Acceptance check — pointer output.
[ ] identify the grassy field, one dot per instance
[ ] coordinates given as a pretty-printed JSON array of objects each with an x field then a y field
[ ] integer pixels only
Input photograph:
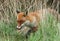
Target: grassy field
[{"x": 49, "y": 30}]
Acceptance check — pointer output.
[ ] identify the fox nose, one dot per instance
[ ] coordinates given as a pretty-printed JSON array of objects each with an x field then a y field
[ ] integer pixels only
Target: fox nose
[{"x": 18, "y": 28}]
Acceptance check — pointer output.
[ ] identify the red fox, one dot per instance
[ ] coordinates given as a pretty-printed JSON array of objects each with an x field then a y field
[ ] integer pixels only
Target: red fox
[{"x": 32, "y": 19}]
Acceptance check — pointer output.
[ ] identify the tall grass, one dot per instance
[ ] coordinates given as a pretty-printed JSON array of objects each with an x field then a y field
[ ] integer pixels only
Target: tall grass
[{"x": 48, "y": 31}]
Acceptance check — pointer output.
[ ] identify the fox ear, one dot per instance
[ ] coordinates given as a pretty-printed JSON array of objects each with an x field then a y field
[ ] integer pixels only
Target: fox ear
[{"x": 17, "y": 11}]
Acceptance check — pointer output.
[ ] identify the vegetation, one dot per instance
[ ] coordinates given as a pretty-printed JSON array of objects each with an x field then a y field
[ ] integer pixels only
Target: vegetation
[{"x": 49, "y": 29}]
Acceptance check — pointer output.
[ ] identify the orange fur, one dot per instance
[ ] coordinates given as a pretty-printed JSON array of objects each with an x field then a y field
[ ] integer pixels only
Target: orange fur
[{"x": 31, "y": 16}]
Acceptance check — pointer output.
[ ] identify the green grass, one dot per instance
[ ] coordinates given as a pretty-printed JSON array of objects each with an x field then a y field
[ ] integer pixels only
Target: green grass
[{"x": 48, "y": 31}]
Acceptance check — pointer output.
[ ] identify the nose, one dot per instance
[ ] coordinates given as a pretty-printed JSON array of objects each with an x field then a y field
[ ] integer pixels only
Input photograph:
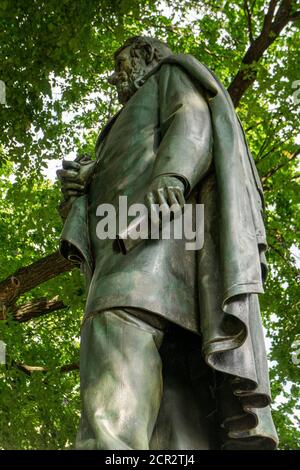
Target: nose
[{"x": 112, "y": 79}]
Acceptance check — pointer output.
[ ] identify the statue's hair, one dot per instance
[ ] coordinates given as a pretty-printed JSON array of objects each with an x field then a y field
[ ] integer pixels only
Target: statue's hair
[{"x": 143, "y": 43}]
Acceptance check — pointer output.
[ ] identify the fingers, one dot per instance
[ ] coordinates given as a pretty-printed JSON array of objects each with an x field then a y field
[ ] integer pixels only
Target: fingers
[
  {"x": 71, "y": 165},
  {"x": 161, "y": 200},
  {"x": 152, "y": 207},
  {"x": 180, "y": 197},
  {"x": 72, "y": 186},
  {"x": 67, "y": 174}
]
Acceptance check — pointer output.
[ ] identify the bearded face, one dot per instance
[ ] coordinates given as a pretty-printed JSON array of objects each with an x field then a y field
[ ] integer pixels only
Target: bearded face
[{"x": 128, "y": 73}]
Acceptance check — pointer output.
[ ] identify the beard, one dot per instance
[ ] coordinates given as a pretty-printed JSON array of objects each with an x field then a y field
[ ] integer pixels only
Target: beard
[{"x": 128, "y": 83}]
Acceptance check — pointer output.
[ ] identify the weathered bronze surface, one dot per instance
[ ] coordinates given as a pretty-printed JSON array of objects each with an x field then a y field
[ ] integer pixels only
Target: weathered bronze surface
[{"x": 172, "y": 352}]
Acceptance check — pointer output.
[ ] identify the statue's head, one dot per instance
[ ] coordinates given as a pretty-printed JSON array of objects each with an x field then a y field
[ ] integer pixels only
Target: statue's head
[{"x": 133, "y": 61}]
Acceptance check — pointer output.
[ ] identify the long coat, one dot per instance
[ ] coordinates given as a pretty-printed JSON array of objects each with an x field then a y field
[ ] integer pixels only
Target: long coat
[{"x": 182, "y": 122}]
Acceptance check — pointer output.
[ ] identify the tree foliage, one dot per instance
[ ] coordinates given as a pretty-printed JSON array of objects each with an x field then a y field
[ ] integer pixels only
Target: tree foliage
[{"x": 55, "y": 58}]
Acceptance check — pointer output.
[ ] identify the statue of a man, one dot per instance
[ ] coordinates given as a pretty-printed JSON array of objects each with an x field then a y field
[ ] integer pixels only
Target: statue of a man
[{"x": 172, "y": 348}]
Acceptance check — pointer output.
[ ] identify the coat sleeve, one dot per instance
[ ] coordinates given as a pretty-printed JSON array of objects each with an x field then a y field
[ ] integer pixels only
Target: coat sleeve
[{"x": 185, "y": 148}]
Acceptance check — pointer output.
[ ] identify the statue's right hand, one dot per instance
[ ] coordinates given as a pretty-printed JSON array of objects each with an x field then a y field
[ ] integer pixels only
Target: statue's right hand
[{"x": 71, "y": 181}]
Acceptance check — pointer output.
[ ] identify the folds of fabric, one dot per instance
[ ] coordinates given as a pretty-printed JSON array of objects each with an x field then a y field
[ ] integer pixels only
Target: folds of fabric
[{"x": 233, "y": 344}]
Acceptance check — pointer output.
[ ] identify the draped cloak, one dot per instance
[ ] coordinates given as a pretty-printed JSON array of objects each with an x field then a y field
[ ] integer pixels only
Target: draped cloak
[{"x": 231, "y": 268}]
=-=-=-=-=
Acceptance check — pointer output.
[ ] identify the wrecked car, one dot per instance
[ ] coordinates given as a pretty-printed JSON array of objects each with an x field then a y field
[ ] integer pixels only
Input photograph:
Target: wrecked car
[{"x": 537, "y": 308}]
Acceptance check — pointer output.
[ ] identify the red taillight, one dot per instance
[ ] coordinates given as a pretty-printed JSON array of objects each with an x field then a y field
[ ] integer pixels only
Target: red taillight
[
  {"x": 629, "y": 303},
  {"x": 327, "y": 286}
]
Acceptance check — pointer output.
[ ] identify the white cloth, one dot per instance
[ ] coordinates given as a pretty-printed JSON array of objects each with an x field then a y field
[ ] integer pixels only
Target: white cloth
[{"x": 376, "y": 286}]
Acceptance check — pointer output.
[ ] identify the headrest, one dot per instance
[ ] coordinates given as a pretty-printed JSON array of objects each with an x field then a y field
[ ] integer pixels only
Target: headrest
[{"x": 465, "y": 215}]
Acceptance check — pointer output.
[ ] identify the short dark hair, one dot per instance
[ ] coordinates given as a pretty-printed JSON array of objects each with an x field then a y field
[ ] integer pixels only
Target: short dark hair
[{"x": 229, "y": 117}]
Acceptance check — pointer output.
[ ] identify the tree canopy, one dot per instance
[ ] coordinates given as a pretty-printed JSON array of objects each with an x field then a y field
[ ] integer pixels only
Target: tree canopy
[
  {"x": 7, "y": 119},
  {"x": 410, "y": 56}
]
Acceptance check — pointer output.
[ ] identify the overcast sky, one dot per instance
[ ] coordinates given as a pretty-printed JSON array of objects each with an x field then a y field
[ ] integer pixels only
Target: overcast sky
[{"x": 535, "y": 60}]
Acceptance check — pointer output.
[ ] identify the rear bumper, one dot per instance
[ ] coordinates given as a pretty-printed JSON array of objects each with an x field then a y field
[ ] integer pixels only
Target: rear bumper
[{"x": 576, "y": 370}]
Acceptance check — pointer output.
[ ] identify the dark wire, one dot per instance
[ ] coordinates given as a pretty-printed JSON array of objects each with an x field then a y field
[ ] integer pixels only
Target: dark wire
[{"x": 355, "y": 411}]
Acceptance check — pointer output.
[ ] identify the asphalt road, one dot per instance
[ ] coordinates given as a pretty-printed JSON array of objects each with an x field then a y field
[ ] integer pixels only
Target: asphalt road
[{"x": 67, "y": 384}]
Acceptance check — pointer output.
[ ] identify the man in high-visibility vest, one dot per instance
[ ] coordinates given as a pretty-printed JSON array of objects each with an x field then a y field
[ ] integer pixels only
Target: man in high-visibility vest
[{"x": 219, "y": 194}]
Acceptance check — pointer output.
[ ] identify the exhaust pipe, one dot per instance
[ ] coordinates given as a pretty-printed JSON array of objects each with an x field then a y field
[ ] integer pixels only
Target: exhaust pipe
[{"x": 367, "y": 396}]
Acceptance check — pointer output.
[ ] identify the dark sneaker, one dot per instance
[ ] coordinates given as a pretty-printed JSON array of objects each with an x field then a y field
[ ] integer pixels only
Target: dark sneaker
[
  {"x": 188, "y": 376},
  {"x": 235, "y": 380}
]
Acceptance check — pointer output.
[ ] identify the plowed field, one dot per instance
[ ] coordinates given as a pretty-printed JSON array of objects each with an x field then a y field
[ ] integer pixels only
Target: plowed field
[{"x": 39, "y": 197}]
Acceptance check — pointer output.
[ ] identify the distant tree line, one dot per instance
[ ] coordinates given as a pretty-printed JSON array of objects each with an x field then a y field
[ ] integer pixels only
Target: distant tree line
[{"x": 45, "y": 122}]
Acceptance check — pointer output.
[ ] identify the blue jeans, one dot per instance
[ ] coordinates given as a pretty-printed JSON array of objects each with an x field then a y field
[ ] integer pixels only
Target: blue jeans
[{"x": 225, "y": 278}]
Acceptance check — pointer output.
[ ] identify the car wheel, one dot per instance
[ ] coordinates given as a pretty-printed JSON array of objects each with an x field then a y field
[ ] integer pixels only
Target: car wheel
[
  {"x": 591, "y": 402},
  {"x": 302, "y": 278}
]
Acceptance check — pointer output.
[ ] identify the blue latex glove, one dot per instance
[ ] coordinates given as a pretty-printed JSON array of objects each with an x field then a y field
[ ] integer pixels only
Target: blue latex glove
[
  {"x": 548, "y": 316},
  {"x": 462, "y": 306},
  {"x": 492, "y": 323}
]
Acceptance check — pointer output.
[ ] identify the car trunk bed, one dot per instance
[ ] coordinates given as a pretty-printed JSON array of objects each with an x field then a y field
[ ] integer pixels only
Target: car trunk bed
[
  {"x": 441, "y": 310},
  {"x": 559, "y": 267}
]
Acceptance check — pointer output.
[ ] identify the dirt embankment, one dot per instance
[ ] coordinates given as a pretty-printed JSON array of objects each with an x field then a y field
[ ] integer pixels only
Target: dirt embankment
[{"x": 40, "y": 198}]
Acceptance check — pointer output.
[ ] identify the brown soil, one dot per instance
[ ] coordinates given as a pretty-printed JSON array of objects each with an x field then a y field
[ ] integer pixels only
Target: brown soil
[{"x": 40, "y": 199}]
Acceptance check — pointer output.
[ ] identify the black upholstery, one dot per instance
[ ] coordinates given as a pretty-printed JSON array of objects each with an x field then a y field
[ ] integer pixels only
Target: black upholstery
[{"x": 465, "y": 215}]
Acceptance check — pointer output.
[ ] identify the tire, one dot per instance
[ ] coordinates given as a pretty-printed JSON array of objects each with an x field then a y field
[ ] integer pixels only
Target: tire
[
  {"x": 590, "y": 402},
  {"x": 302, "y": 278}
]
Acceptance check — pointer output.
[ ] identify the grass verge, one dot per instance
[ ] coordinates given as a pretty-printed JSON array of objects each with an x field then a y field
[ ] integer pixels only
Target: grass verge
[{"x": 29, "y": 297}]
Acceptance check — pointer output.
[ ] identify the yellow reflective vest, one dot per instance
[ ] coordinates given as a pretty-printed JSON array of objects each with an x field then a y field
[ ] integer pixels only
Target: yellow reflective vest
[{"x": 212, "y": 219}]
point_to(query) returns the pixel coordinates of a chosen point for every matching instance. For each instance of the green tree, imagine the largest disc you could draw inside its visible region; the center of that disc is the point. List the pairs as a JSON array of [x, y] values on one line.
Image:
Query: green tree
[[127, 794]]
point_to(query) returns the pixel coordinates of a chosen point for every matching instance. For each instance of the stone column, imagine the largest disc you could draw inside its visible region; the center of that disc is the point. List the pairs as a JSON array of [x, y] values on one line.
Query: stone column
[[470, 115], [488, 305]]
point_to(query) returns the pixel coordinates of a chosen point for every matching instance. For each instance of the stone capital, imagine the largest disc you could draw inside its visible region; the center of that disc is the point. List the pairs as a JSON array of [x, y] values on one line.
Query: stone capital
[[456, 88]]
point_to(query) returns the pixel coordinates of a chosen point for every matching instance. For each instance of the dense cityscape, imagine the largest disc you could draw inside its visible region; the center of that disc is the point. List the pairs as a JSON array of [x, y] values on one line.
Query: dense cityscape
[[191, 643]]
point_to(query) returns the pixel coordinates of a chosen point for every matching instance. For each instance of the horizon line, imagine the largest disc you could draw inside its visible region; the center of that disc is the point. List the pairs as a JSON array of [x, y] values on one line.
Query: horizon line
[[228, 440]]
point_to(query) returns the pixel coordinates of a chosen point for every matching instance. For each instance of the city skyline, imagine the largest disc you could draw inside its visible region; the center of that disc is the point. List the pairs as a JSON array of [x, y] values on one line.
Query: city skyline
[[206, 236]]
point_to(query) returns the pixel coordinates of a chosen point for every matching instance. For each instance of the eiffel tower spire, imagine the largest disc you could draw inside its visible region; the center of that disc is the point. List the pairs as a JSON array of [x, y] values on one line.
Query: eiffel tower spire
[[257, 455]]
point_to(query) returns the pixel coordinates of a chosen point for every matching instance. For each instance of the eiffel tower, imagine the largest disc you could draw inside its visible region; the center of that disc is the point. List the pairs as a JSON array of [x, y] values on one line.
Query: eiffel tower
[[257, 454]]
=-=-=-=-=
About this task:
Only the lines above starting at the line that holds "Target: weathered bronze surface" and ending at the line that holds "[ ] identify the long" are to be repeated, exactly and in full.

Response to this task:
Target: weathered bronze surface
[{"x": 172, "y": 352}]
Acceptance check — pointer output.
[ ] identify the statue's head, one dot per instance
[ ] coordinates given as a pretty-printed JSON array of objects each with an x field then a y field
[ ] integer pixels only
Target: statue's head
[{"x": 133, "y": 61}]
Acceptance check — pointer output.
[ ] identify the long coat, one dot per instance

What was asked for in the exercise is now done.